=== Required work ===
Reproduce the lines below, substituting "Could you provide" for each occurrence of "Would you be able to give" and leaving everything else as it is.
* Begin Source records *
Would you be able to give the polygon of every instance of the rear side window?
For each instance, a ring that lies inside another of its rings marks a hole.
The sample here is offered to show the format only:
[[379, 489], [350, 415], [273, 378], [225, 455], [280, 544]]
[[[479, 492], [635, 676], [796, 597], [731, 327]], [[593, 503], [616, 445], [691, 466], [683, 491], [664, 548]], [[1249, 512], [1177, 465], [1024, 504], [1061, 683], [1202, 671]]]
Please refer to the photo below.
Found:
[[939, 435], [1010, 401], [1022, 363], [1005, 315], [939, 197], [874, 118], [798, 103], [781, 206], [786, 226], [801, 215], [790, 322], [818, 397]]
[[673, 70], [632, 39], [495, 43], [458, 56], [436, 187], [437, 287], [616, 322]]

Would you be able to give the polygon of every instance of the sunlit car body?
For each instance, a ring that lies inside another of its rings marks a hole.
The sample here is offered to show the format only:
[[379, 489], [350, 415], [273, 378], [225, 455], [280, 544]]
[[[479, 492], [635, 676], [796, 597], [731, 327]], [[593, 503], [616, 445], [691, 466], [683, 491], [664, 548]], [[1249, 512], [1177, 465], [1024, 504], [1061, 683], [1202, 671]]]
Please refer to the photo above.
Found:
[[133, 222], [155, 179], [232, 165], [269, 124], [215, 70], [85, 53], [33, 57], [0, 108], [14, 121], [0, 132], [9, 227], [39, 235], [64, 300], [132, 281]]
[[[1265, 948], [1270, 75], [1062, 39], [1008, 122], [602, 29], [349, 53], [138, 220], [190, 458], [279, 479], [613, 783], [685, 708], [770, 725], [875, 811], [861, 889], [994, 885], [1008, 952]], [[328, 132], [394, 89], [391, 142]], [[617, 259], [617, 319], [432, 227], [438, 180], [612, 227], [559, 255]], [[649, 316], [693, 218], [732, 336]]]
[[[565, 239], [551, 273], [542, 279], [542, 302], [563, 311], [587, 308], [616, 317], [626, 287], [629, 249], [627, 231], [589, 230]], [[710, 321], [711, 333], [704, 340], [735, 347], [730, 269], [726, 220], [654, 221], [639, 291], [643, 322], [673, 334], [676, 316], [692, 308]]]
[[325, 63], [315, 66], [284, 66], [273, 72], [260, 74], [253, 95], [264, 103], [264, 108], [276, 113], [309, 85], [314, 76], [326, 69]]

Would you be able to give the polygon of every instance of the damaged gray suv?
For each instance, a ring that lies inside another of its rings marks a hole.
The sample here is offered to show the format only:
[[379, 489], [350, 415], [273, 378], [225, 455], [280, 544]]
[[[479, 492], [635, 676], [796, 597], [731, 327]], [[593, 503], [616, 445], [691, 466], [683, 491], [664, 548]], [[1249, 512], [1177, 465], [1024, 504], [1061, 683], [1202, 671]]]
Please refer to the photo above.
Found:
* End Source records *
=== Solution for this problem ===
Could you provide the polygon of every instance of the rear side window?
For each instance, a ring that lies inside another of its rings marks a hole.
The sample here is offered to show the format only:
[[379, 489], [350, 415], [273, 378], [225, 455], [280, 544]]
[[[479, 492], [635, 676], [796, 597], [731, 327]], [[593, 503], [616, 445], [691, 466], [683, 491], [664, 548]], [[1249, 512], [1177, 465], [1024, 504], [1061, 683], [1202, 671]]]
Please refer to the photo below.
Found:
[[939, 435], [1010, 401], [1022, 363], [1005, 315], [939, 197], [874, 118], [798, 103], [781, 206], [786, 226], [801, 215], [790, 322], [818, 397]]
[[673, 70], [632, 39], [495, 43], [458, 56], [436, 187], [437, 287], [616, 322]]

Could you provide the polygon of every instance of the sunlit car body?
For each instance, a ring that lies inside another of its rings marks a hole.
The sample here is offered to show the format only:
[[379, 489], [350, 415], [273, 378], [225, 455], [280, 544]]
[[[479, 492], [635, 676], [796, 597], [731, 327]], [[593, 503], [616, 445], [691, 466], [683, 491], [664, 548]], [[1249, 512], [1177, 465], [1024, 504], [1061, 683], [1202, 671]]]
Please refer to the photo above.
Found:
[[133, 222], [155, 179], [232, 165], [269, 124], [215, 70], [85, 53], [33, 57], [0, 108], [14, 121], [0, 132], [9, 227], [39, 235], [64, 300], [132, 281]]
[[[1265, 948], [1270, 75], [1062, 39], [1008, 122], [602, 29], [349, 53], [138, 220], [190, 458], [279, 479], [613, 783], [685, 708], [770, 725], [875, 811], [861, 889], [994, 885], [1008, 952]], [[328, 132], [394, 89], [391, 142]], [[617, 259], [617, 319], [432, 227], [438, 180], [612, 227], [559, 255]], [[649, 316], [693, 218], [732, 336]]]
[[[565, 239], [551, 273], [542, 279], [542, 302], [563, 311], [587, 308], [616, 317], [626, 287], [629, 249], [627, 231], [589, 230]], [[710, 321], [711, 333], [704, 340], [735, 347], [730, 269], [726, 220], [654, 221], [639, 291], [643, 322], [673, 334], [676, 316], [692, 308]]]
[[325, 63], [315, 66], [284, 66], [273, 72], [260, 74], [253, 95], [264, 103], [264, 108], [276, 113], [309, 85], [314, 76], [326, 69]]

Could you provide the polygon of every instance of the damaged gray suv?
For each instance, a ring that lies inside another of its rings marks a hole.
The sample here is offered to show the format only:
[[379, 489], [350, 415], [273, 378], [225, 455], [280, 544]]
[[[479, 492], [635, 676], [796, 597], [731, 327]], [[593, 503], [616, 445], [691, 466], [683, 491], [664, 548]], [[1249, 512], [1177, 465], [1024, 504], [1061, 683], [1202, 671]]]
Please refer to the photo above.
Found:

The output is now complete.